__Stored data entries__:
● ● ●

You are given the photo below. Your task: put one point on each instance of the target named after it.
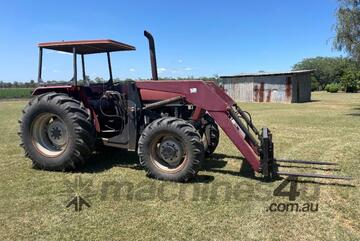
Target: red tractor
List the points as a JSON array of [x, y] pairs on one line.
[[170, 123]]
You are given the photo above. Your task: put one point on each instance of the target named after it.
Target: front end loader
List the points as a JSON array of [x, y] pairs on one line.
[[172, 125]]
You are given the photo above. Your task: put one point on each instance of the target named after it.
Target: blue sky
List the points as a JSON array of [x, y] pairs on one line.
[[193, 38]]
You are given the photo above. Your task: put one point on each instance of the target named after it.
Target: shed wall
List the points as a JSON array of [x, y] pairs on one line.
[[285, 88]]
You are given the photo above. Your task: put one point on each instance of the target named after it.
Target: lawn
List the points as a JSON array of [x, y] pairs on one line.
[[220, 204]]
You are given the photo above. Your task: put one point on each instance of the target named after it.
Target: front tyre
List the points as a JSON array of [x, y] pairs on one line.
[[56, 132], [171, 149]]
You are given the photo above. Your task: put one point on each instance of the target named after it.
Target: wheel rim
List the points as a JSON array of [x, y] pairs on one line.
[[49, 134], [168, 152]]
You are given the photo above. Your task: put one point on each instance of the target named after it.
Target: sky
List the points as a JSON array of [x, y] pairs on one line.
[[193, 38]]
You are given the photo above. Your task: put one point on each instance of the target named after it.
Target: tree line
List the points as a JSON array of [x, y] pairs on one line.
[[332, 73]]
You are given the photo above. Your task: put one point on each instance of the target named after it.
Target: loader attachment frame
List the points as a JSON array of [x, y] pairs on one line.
[[256, 146]]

● ● ●

Transcribe every entry exactly, leaving out the pictures.

You are given the photo below. Your task: put one point on each instance of the target named after it.
Target: red tractor
List the points as a JSON array of [x, y] pairs on one line.
[[170, 123]]
You are given the photo above. Your task: put one point on each instance of the target named after it.
Target: front end loader
List the points as a JSON array of [x, y] pairs on one line.
[[172, 125]]
You are given the photo above. Your task: put one point on each instance of the target named after it.
Target: blue sky
List the points as a JSON array of [x, y] pairs on one line.
[[193, 38]]
You are given the photo above. Your task: put one point on each instance of the target named after it.
Target: shed wall
List the points as a JSON array of [x, y] pairs on one line.
[[285, 88]]
You are given the photo above. Your task: put one point on each instance of the target named after it.
Target: lawn
List the points as a JSON array of [x, y] pairs on one line.
[[220, 204]]
You are given the photo above. Your task: put one point on each instance of the target named after it.
Target: front tyre
List the points as a JSON array of [x, y] pairs on one line.
[[56, 132], [171, 149]]
You are given the photo above. Your task: put one point on each instance of the target named after it.
Target: wheel rim
List the points as a JSON array of [x, y] pairs on one line.
[[49, 134], [168, 152]]
You are given the photo above. Your task: put one point on each instance of the target named after it.
Target: sky
List the points as a JSON array of [x, y] pairs on one line.
[[193, 38]]
You are given the photo above. Your task: put one point on each instance of the target named after it.
Target: tree line
List the points as a JSON array of [x, y] pairs on one line.
[[332, 73]]
You are given the photo above. Your task: put one point on each instance of the target named after it.
Target: loader attachment frame
List the points as a JSON array of [x, y] pairs on one line.
[[256, 146]]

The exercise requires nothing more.